§ **SET TASKS**
a – Rewrite the part of the stringsAsFactors message starting at "Duncan Murdoch murdoch.duncan" and ending at "at the levels()", swapping "data cleaning" for "data tidying".
b – Output only the portion of the listing starting at the line containing "Detect sky in this photo." and ending at the last line of the listing as a two-column CSV with the headers request and answer. Give one row per request, put each field in quotes, and turn line breaks into spaces.

§ **SOURCE**
[Rd] stringsAsFactors

Duncan Murdoch murdoch.duncan at gmail.com
Wed Feb 13 14:39:23 CET 2013


On 13-02-13 8:30 AM, Milan Bouchet-Valat wrote:
> Le mercredi 13 février 2013 à 12:33 +0000, Michael Dewey a écrit :
>> At 18:01 11/02/2013, Ista Zahn wrote:
>>> FWIW my view is that for data cleaning and organizing factors just get
>>> it the way. For modeling I like them because they make it easier to
>>> understand what is happening. For example I can look at the levels()
>>> to see what the reference group will be. With characters one has to
>>> know a) that levels are created in alphabetical order and b) the
>>> alphabetical order of the the unique values in the character vector.
>>> Ugh. So my habit is to turn off stringsAsFactors, then explicitly
>>> convert to factors before modeling (I also use factors to change the
>>> order in which things are displayed in tables and graphs, another
>>> place where converting to factors myself is useful but the creating
>>> them in alphabetical order by default is not)
>>>
>>> All this is to say that I would like options(stingsAsFactors=FALSE) to
>>> be the default, but I like the warning about converting to factors in
>>> modeling functions because it reminds me that I forgot to covert them,
>>> which I like to do anyway...
>>
>> I seem to be one of the few people who find the current default
>> helpful. When I read in a dataset I am nearly always going to follow
>> it with one or more of the modelling functions and so I do want to
>> treat the categorical variables as factors. I cannot off-hand think
>> of an example where I have had to convert them to characters.
> If the changes to modeling functions that are discussed in this thread
> can finally be applied (i.e. a solution is found), characters would be
> converted to factors automatically, so you would not notice the
> difference. And if you need to change the order of levels of your
> factors, calling factor(myVar, levels=c(...)) is the same, be myVar a
> character or a factor.

§ **LISTED RECORDS**
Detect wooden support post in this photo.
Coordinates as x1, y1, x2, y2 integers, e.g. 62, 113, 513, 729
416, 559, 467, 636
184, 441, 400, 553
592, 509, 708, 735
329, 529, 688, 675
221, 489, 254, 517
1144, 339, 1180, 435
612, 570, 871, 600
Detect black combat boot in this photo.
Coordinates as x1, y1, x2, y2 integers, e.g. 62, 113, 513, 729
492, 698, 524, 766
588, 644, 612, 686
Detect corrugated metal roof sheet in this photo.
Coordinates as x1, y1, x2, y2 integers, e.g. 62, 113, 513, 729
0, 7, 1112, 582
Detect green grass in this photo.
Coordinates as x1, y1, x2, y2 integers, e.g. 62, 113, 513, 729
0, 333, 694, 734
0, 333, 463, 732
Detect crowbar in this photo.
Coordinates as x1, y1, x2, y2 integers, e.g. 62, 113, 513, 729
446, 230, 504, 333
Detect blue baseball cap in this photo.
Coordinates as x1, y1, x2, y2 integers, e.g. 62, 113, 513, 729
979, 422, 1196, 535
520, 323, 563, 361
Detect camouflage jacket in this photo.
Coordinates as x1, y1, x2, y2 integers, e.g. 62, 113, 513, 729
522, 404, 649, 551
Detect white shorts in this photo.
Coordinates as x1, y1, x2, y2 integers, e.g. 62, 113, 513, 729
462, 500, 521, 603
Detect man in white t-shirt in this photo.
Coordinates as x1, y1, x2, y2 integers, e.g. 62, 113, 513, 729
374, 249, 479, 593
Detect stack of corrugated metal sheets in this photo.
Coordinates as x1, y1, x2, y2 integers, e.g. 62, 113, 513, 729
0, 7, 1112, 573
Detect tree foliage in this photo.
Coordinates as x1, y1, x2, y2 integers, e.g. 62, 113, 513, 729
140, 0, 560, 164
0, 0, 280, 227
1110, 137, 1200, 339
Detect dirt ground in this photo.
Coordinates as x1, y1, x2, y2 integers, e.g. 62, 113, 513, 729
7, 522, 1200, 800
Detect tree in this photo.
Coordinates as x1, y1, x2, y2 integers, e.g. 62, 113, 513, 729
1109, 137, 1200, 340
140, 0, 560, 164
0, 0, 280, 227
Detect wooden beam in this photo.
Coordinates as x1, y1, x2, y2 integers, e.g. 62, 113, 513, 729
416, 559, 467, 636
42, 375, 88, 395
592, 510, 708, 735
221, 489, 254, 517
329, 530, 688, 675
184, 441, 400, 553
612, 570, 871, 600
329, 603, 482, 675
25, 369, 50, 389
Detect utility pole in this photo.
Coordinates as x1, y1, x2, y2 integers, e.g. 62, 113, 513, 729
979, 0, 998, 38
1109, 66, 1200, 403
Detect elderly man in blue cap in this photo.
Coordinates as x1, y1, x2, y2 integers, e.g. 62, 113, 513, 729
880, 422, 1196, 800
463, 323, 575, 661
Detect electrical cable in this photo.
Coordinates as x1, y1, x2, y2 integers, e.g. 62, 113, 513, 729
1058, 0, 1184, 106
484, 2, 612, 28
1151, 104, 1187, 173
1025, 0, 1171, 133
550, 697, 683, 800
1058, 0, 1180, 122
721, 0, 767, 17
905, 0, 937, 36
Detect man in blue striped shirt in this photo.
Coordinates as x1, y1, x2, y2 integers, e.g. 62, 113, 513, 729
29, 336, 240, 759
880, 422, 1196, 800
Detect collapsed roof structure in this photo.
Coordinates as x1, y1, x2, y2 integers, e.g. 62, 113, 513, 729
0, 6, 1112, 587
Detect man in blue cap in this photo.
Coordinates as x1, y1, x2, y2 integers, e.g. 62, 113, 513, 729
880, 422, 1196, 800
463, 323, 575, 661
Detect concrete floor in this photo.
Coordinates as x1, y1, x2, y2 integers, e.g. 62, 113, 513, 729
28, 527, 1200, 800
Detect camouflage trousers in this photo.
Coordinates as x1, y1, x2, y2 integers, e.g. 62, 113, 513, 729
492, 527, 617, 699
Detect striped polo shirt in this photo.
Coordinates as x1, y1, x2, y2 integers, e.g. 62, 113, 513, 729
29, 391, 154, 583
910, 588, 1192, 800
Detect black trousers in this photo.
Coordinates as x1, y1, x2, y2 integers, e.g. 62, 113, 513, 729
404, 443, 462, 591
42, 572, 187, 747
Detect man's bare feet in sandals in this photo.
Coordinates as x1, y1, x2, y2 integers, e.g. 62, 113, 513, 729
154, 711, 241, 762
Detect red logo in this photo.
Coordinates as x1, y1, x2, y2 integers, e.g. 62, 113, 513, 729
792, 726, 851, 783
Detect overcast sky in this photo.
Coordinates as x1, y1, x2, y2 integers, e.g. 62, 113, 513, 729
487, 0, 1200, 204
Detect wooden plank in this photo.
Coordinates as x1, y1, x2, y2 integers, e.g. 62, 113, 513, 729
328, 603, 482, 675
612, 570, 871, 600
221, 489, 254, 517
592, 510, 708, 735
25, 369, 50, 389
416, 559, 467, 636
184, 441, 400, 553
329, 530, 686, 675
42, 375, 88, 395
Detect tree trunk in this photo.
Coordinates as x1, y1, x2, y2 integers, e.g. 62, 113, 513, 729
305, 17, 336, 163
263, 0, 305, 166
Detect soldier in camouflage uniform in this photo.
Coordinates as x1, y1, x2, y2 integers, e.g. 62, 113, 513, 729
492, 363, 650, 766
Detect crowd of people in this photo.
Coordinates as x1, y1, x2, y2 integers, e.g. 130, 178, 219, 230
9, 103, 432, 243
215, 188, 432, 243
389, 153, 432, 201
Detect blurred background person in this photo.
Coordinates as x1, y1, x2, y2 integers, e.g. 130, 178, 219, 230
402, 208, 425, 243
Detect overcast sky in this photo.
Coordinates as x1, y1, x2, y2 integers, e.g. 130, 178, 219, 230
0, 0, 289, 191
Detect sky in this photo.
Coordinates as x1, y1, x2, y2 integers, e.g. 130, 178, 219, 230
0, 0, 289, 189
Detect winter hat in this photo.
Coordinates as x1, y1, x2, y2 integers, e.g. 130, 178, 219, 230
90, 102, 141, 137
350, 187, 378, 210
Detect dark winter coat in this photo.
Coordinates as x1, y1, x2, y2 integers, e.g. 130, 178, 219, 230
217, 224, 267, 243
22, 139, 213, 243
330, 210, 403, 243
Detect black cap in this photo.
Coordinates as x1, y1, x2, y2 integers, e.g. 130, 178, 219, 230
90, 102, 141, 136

§ **RESULTS FOR THE EXERCISE**
a –
Duncan Murdoch murdoch.duncan at gmail.com
Wed Feb 13 14:39:23 CET 2013


On 13-02-13 8:30 AM, Milan Bouchet-Valat wrote:
> Le mercredi 13 février 2013 à 12:33 +0000, Michael Dewey a écrit :
>> At 18:01 11/02/2013, Ista Zahn wrote:
>>> FWIW my view is that for data tidying and organizing factors just get
>>> it the way. For modeling I like them because they make it easier to
>>> understand what is happening. For example I can look at the levels()

b –
request,answer
"Detect sky in this photo. Coordinates as x1, y1, x2, y2 integers, e.g. 130, 178, 219, 230","0, 0, 289, 189"
"Detect winter hat in this photo. Coordinates as x1, y1, x2, y2 integers, e.g. 130, 178, 219, 230","90, 102, 141, 137 350, 187, 378, 210"
"Detect dark winter coat in this photo. Coordinates as x1, y1, x2, y2 integers, e.g. 130, 178, 219, 230","217, 224, 267, 243 22, 139, 213, 243 330, 210, 403, 243"
"Detect black cap in this photo. Coordinates as x1, y1, x2, y2 integers, e.g. 130, 178, 219, 230","90, 102, 141, 136"